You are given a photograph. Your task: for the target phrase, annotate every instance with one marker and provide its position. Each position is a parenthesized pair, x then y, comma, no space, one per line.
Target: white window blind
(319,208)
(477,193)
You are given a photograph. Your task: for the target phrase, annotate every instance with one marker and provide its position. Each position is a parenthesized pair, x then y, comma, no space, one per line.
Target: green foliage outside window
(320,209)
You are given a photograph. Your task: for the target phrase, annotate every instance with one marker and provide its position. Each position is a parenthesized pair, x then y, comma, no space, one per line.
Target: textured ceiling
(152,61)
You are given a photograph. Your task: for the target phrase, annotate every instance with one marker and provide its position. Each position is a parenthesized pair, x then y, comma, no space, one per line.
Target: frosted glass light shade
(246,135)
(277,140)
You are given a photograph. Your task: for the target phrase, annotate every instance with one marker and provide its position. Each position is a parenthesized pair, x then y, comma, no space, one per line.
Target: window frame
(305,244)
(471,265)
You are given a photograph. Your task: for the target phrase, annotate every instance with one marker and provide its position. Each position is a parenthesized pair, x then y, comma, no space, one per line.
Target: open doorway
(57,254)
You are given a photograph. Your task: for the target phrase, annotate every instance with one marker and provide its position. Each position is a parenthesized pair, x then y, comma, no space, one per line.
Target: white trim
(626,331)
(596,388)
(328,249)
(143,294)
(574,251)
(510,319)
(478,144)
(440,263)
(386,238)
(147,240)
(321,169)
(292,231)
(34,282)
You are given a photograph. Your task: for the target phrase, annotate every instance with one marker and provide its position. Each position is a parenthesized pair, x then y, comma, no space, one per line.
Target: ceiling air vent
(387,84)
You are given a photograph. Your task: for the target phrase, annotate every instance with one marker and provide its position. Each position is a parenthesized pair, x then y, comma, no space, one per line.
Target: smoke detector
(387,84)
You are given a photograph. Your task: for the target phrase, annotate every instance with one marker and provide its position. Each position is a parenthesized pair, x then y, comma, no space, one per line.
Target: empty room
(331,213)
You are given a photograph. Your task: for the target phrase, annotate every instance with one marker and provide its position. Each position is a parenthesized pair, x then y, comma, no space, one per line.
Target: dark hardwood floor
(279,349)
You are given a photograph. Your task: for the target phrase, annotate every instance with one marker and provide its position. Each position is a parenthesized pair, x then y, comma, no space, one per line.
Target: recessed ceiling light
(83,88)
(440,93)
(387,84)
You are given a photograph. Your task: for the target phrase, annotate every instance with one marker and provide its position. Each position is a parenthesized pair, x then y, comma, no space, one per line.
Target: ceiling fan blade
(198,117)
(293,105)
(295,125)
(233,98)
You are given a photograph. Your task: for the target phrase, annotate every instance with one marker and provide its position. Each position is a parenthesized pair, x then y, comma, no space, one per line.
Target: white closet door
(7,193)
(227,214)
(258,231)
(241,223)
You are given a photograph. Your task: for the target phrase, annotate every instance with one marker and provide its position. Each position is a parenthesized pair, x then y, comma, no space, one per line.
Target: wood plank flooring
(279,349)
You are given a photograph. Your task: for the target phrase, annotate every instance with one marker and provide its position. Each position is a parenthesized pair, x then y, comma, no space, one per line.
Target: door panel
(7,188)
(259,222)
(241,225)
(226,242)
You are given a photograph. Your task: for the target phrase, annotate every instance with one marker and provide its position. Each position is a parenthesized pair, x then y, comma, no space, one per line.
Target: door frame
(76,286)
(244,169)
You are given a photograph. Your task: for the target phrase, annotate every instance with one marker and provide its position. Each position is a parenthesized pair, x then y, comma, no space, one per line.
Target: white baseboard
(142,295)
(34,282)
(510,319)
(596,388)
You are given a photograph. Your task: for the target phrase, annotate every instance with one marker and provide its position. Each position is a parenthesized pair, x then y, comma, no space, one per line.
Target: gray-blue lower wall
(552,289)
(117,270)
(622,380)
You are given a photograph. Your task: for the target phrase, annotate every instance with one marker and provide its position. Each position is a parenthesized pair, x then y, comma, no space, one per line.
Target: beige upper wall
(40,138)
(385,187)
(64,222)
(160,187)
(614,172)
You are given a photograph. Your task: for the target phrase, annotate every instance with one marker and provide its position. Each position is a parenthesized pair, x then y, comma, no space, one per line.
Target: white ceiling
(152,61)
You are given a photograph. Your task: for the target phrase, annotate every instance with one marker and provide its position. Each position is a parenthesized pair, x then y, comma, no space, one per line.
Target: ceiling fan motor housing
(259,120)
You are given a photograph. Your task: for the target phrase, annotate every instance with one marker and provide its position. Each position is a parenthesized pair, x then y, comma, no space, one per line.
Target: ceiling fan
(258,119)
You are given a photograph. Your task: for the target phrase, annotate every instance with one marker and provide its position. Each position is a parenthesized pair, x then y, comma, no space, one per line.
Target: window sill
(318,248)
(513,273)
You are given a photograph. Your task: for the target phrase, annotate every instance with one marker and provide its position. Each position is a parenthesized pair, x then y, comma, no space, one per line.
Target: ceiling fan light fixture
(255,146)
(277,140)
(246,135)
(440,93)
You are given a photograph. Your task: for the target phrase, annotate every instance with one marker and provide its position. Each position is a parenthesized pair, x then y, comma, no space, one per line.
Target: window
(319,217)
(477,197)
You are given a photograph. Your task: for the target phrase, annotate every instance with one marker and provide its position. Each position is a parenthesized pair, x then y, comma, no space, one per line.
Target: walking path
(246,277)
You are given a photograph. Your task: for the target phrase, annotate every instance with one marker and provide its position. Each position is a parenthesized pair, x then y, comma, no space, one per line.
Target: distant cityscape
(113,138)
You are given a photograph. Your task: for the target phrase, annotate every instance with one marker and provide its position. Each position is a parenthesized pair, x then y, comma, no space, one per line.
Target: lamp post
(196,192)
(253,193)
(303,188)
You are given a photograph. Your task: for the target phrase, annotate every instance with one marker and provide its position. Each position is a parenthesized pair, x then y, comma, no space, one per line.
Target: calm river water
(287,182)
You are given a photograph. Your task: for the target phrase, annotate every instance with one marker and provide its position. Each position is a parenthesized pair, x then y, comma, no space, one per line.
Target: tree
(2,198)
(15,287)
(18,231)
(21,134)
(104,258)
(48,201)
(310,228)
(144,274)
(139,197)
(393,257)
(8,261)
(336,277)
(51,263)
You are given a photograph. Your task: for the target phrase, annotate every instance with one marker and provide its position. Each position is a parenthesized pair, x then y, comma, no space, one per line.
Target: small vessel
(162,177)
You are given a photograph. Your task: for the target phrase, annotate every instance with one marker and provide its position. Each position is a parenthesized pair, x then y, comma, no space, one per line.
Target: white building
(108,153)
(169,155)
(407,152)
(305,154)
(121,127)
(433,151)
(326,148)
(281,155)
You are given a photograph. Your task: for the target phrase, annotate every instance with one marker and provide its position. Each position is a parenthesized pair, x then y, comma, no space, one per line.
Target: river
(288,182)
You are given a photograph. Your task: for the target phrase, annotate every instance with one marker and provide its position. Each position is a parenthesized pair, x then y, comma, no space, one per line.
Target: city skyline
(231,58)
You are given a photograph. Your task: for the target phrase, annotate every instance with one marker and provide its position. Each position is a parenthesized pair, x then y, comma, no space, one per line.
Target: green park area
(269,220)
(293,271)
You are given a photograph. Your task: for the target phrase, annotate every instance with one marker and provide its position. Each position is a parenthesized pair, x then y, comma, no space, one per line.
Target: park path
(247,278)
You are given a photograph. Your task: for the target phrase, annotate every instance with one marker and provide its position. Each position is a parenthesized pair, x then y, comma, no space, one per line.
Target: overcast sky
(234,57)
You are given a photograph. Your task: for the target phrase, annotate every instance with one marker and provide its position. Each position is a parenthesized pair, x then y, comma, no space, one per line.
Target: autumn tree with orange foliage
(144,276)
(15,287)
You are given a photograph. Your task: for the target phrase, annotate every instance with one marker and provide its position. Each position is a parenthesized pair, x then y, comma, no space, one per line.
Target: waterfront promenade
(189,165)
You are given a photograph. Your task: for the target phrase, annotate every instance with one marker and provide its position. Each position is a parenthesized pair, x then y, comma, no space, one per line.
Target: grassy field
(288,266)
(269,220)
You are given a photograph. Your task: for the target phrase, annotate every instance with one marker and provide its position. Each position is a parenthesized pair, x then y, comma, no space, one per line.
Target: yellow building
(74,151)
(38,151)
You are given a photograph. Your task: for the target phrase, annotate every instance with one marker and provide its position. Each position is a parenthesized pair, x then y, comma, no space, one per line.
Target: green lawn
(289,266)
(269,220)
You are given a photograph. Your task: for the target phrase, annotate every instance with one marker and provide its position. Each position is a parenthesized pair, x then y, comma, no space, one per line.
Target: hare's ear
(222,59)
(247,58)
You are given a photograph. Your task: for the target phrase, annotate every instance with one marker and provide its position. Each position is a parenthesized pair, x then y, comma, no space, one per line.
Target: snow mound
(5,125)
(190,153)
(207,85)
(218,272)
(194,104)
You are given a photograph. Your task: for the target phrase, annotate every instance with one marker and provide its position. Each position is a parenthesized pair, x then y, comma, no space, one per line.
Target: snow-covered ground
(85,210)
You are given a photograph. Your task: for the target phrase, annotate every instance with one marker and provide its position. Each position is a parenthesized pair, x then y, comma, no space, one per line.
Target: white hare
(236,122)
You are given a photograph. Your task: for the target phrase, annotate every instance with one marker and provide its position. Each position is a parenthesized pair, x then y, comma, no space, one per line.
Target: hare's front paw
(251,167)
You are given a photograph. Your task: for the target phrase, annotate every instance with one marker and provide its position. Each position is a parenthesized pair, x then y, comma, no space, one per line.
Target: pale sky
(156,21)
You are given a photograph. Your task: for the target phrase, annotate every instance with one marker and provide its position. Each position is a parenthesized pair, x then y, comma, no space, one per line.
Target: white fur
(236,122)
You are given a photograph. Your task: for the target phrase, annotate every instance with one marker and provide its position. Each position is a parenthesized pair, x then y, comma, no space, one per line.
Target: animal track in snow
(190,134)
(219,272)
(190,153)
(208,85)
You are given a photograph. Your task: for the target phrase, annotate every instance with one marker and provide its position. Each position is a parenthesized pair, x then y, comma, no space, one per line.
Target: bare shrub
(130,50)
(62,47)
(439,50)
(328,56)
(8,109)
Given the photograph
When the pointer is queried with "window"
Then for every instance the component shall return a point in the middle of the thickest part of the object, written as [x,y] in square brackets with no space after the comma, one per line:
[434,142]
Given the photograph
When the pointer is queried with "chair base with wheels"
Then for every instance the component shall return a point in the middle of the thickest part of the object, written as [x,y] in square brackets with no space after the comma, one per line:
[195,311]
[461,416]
________________________
- [Try it]
Only lines containing the string "queried" are needed. Pull each of them out of the records above.

- [Expected answer]
When the pointer is queried with "window"
When the pointer is queried with "chair base with wheels"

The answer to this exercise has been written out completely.